• SET PROBLEM
Find every line in the material below that contains the word "woman", with matching case, and copy each of those lines in full.

• DATA TO USE
==========

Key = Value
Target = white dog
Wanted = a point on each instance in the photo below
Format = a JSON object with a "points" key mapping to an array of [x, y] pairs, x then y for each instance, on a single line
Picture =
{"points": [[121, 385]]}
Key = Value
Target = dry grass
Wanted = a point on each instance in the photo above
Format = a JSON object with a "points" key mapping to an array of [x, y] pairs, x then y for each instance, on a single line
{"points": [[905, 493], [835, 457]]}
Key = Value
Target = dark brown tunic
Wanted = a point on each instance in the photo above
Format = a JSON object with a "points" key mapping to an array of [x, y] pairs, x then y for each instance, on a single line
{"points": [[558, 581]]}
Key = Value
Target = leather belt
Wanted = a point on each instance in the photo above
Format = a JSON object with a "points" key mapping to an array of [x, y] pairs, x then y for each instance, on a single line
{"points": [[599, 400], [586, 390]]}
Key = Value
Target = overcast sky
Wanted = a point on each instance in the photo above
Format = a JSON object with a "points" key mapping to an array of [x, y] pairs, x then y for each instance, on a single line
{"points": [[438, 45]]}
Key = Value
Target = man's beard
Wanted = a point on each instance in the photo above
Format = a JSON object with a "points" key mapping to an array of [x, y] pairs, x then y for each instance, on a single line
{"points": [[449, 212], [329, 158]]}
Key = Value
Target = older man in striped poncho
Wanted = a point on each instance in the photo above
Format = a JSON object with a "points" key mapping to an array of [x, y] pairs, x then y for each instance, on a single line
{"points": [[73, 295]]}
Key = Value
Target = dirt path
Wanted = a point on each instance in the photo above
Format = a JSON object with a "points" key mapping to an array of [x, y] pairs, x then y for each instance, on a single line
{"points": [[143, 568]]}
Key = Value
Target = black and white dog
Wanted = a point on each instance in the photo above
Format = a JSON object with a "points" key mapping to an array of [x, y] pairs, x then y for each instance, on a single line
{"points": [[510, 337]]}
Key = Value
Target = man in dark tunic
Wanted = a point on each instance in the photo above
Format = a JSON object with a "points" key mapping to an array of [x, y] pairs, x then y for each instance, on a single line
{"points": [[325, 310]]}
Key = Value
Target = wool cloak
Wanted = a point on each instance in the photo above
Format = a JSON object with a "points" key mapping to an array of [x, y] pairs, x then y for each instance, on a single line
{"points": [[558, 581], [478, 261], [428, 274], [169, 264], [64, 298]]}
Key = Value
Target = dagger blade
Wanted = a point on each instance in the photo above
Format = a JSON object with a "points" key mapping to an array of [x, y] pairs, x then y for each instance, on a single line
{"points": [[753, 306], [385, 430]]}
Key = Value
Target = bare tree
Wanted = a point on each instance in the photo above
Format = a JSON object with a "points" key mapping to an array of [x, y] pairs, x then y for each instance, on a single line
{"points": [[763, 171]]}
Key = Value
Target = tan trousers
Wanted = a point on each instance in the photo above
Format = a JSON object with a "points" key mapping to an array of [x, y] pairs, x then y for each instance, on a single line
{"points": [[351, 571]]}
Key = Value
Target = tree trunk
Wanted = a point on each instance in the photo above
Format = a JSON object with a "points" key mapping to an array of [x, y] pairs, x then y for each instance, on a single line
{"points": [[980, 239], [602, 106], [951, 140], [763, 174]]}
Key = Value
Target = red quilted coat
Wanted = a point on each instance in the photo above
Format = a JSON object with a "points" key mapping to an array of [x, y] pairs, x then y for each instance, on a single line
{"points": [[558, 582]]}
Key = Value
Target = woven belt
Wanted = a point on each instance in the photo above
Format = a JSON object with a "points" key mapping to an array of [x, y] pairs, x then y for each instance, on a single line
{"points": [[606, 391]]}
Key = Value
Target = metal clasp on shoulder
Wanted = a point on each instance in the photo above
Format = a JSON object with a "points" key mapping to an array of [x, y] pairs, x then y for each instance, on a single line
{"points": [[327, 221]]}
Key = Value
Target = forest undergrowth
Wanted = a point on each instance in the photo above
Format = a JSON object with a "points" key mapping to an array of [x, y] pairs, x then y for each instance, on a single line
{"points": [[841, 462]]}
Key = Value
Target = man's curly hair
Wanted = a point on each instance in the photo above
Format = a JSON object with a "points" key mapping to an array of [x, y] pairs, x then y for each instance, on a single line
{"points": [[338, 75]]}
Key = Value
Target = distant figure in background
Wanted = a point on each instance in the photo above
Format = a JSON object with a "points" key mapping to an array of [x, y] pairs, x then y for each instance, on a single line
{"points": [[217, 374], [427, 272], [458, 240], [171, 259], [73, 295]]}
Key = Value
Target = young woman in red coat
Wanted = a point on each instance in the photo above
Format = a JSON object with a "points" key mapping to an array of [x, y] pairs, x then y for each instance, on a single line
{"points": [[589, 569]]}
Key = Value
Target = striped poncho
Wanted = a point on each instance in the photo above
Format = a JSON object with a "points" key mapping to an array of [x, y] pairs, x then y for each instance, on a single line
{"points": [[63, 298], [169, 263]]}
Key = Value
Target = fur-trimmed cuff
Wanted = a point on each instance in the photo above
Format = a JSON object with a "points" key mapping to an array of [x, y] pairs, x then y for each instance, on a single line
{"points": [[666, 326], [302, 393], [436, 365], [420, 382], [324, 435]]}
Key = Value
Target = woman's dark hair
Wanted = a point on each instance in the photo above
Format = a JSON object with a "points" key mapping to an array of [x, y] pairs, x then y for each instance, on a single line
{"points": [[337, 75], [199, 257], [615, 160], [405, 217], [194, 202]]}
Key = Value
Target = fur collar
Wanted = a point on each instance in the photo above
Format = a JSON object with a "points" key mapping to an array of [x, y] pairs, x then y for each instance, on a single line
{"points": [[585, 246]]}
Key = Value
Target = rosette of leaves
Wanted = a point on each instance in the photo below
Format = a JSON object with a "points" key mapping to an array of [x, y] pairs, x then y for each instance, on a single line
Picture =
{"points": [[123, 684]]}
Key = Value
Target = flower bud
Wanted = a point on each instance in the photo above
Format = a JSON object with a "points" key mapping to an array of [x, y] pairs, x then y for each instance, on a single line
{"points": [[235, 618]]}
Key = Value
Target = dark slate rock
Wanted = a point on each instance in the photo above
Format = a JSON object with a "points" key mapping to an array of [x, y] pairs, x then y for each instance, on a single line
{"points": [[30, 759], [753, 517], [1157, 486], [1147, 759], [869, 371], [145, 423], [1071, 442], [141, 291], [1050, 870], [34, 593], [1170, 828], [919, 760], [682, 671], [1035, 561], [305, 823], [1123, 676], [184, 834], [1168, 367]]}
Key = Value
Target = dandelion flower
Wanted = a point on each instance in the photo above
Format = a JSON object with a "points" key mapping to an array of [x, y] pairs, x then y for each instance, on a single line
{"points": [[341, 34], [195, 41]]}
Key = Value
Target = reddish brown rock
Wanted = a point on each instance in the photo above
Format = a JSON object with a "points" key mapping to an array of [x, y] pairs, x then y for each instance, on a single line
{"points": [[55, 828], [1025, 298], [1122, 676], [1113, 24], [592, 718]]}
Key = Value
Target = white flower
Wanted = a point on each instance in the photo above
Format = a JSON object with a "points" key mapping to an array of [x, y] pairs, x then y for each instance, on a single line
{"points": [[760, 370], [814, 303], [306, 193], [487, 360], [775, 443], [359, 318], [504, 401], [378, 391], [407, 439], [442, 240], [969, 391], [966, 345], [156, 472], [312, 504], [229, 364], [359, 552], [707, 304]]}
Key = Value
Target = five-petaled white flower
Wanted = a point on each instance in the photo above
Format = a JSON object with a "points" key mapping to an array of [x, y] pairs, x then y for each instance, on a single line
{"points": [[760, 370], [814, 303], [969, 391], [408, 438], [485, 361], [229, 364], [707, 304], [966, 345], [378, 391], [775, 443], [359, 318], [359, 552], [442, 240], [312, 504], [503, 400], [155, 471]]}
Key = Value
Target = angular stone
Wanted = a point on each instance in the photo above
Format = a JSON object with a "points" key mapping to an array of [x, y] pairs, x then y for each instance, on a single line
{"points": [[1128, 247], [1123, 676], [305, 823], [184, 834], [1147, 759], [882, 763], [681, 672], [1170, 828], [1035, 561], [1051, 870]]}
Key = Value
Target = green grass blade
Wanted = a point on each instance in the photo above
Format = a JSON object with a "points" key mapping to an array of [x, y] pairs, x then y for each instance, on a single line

==========

• EXPECTED ANSWER
Target = young woman in red coat
Target = woman's dark hair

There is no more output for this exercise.